(Position annotation items)
::::
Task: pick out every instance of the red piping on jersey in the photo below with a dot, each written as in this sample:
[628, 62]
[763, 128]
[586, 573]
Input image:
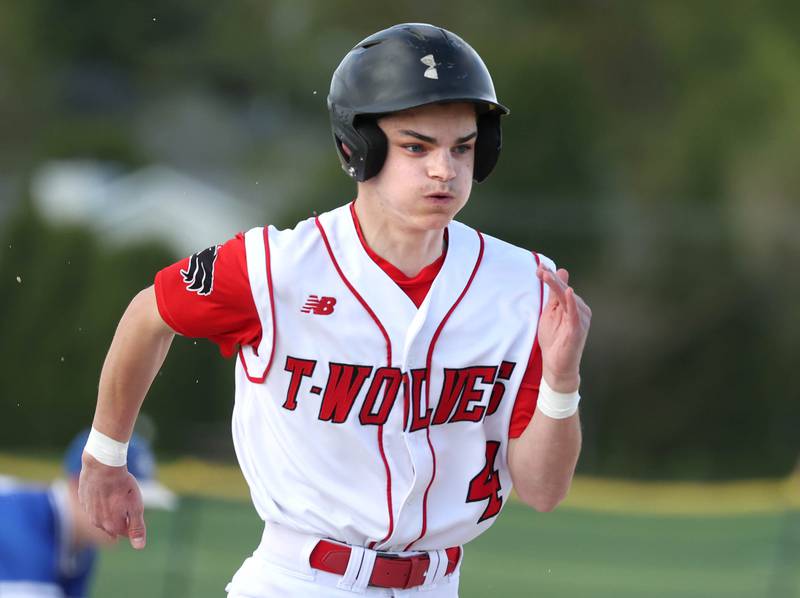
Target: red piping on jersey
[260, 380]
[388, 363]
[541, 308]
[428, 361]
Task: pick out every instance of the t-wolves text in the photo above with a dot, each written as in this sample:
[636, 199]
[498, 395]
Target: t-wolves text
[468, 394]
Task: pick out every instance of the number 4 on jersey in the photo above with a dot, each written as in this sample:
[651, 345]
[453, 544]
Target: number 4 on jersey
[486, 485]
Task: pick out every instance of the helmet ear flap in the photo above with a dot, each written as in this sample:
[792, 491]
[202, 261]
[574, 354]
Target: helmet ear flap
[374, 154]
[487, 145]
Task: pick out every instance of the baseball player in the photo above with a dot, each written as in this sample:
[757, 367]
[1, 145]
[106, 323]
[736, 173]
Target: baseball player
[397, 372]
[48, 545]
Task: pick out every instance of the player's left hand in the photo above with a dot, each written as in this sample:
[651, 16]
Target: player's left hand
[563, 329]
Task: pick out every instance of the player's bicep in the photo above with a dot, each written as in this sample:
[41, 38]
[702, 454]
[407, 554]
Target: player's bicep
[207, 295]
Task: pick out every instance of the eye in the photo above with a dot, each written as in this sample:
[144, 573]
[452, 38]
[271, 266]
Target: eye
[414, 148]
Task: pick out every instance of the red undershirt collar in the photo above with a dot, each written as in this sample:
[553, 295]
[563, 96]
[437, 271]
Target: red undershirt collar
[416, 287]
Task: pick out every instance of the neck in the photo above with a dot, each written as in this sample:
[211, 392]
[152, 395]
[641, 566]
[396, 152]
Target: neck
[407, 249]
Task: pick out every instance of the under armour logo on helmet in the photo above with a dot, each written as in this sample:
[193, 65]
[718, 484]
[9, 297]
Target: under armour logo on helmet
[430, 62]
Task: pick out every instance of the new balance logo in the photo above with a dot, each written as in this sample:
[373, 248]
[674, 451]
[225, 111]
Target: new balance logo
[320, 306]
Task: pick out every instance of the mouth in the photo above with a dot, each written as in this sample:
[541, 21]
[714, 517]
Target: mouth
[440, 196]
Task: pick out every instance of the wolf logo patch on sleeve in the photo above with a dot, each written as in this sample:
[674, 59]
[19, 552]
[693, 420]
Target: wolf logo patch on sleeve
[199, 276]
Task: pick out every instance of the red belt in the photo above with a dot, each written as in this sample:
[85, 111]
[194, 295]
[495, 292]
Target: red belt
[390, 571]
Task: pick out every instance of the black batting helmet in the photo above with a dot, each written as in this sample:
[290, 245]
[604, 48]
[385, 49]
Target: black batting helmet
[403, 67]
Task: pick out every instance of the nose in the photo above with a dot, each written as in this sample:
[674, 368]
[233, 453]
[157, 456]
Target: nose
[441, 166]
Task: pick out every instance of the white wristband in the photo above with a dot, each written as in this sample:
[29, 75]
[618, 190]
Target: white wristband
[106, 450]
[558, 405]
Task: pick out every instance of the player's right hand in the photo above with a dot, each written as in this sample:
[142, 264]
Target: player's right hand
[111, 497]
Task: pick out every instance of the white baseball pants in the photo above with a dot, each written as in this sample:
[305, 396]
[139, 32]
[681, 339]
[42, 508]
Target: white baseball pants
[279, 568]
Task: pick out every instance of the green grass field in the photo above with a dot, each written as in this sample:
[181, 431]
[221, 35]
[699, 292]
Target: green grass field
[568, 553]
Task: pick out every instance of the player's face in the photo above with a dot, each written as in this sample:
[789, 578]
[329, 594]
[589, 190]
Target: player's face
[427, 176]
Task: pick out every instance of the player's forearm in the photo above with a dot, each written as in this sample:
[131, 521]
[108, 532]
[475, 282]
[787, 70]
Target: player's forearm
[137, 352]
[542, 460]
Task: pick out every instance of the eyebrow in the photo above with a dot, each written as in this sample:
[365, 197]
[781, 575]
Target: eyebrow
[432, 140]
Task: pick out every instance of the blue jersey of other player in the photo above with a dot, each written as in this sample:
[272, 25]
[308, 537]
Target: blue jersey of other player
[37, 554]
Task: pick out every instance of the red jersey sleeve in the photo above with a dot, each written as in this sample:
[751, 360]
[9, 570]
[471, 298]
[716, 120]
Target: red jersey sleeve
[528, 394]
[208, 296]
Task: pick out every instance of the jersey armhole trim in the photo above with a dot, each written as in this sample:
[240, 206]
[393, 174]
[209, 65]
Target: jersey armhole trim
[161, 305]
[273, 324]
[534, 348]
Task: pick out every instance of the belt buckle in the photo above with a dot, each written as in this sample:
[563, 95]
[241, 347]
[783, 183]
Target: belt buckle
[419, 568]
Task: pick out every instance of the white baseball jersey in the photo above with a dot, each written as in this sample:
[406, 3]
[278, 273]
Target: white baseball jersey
::::
What to produce: Lay out the lines of the items as a Markdown table with the columns "Row" and "Line", starting at the line containing "Task: pick out every instance of the white baseball jersey" and ending at the last line of the items. Omit blank lines.

Result of this task:
| Row | Line |
|---|---|
| 1 | Task: pick out every instance of the white baseball jersey in the photo above with a dot, each written as in this sample: |
| 2 | [406, 3] |
| 3 | [278, 273] |
| 4 | Target: white baseball jersey |